▶ _LISTED RECORDS_:

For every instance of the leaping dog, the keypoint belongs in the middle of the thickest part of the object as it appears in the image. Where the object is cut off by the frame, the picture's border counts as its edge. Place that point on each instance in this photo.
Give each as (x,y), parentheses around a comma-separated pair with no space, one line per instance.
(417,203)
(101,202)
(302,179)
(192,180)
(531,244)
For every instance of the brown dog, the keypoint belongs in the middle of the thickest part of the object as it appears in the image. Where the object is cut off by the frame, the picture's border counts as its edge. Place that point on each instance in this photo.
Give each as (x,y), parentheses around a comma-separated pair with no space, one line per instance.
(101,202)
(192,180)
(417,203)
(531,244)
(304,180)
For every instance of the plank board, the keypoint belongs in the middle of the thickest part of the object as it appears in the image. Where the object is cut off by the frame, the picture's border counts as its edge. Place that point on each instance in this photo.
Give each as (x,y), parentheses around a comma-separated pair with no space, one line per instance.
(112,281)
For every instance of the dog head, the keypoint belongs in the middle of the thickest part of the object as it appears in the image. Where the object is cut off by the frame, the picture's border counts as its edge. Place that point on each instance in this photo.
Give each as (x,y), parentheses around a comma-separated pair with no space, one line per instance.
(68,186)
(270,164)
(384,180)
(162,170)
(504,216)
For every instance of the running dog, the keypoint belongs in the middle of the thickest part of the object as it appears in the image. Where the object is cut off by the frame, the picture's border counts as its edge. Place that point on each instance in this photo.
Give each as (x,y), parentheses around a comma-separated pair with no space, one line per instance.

▶ _SET PROBLEM_:
Convert every line of the entries above into one numbered list, leaving out any blank lines.

▶ _RESULT BELOW_:
1. For every instance of the leaping dog, the keypoint belongs in the middle of the thickest part of the object as it appears in the image. Where the object is cut off by the frame, the picture's border counts as its edge. Place that point on each instance in this photo.
2. Give each as (x,y), parentheses around a comma-separated pair with no space, one line per instance.
3. (417,203)
4. (101,202)
5. (302,179)
6. (192,180)
7. (531,244)
8. For every instance of the brown dog, the keypoint belongs in the middle of the thickest part of the object as it appears in the image. Where the object is cut off by the frame, the picture's border counts as its edge. Place that point on each instance in this photo.
9. Give each as (x,y), parentheses around a comma-separated pair with no space, one line per instance.
10. (101,202)
11. (192,180)
12. (417,203)
13. (531,244)
14. (304,180)
15. For every instance of the plank board, the keypoint belongs in the middle of the thickest part of the object as it appears in the image. Where the object is cut off by the frame, the picture's border counts as its edge. Place that point on each instance in this photo.
16. Give each as (x,y), parentheses around a comma-separated pair with no space, one line per instance.
17. (112,281)
18. For every instance of the dog head, the keypoint belongs in the middle of the thickest part of the object as it appears in the image. Where the object is cut off by the frame, the picture's border counts as its edge. Place that point on each instance in this photo.
19. Give each as (x,y), parentheses around a comma-separated pair with no space, one line per instance.
20. (68,186)
21. (270,164)
22. (384,180)
23. (162,170)
24. (504,216)
25. For every instance of the running dog, the keypoint belongs in the middle of the thickest part of the object as it appears in the image. Where the object is cut off by the frame, the picture's border counts as its edge. Place that point on each instance in this photo.
26. Give each as (x,y), parentheses around a comma-separated pair with no space, one line per instance.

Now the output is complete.